* **PROBLEM**
Could you reproduce every one of the rows below word for word, leaving the pictures out?

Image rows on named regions
------------------------

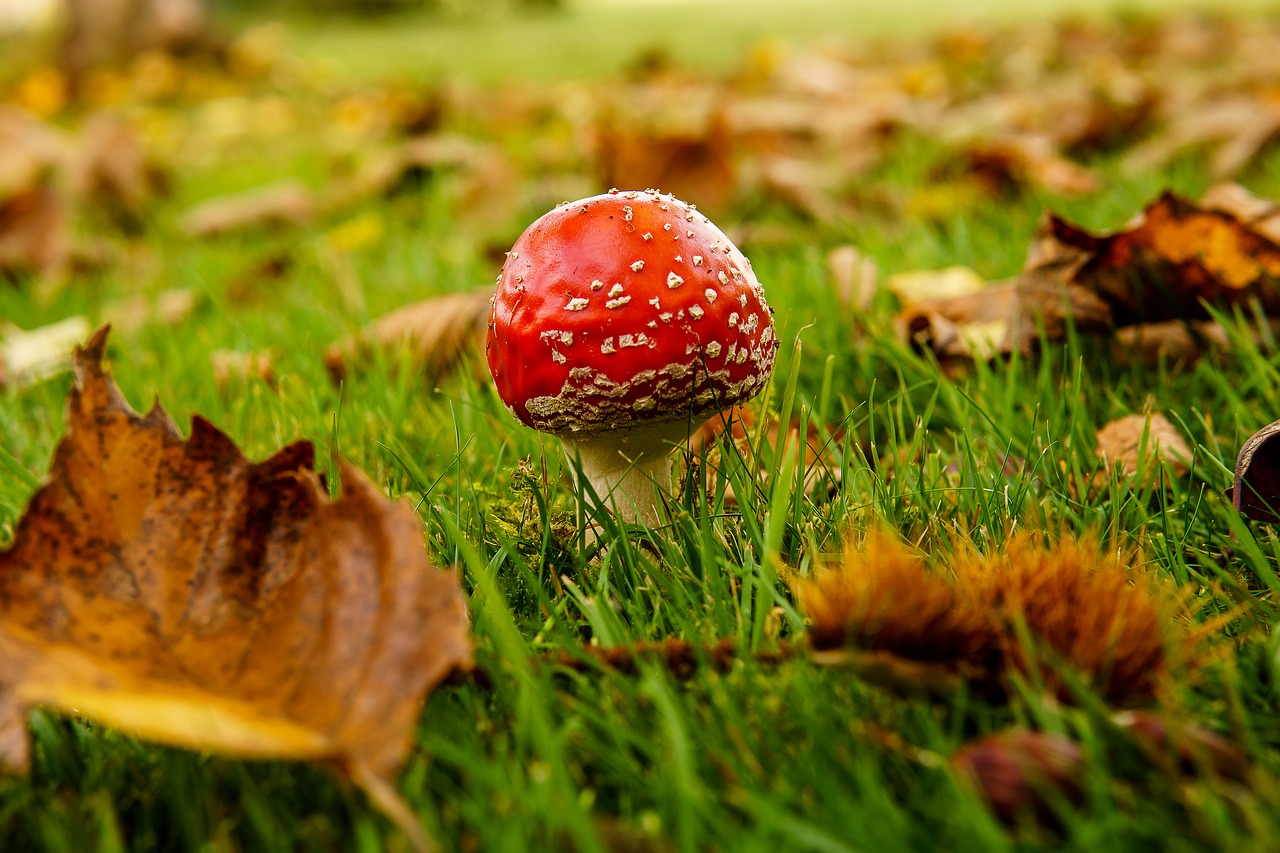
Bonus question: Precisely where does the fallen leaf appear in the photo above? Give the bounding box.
[182,181,317,237]
[1030,193,1280,325]
[1111,320,1230,366]
[965,133,1102,196]
[827,246,879,311]
[595,85,739,211]
[884,266,987,305]
[0,184,72,278]
[796,532,1000,689]
[0,316,90,388]
[1097,412,1192,476]
[1201,182,1280,243]
[0,328,470,845]
[68,113,168,228]
[325,287,493,382]
[102,287,205,341]
[1228,420,1280,523]
[951,729,1085,826]
[209,350,275,391]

------------------------

* **RIGHT ANSWER**
Bonus question: Precisely where does the fallen leaf appear in the photo above? Give the bounding box.
[182,181,317,237]
[1030,193,1280,325]
[1111,320,1230,366]
[965,133,1102,196]
[827,246,879,311]
[595,85,739,211]
[884,266,987,305]
[0,184,72,278]
[796,532,1000,689]
[0,316,90,388]
[1097,412,1192,476]
[1201,182,1280,243]
[0,328,470,845]
[68,113,168,228]
[325,287,493,382]
[102,287,205,341]
[1228,420,1280,523]
[951,729,1085,826]
[209,350,275,391]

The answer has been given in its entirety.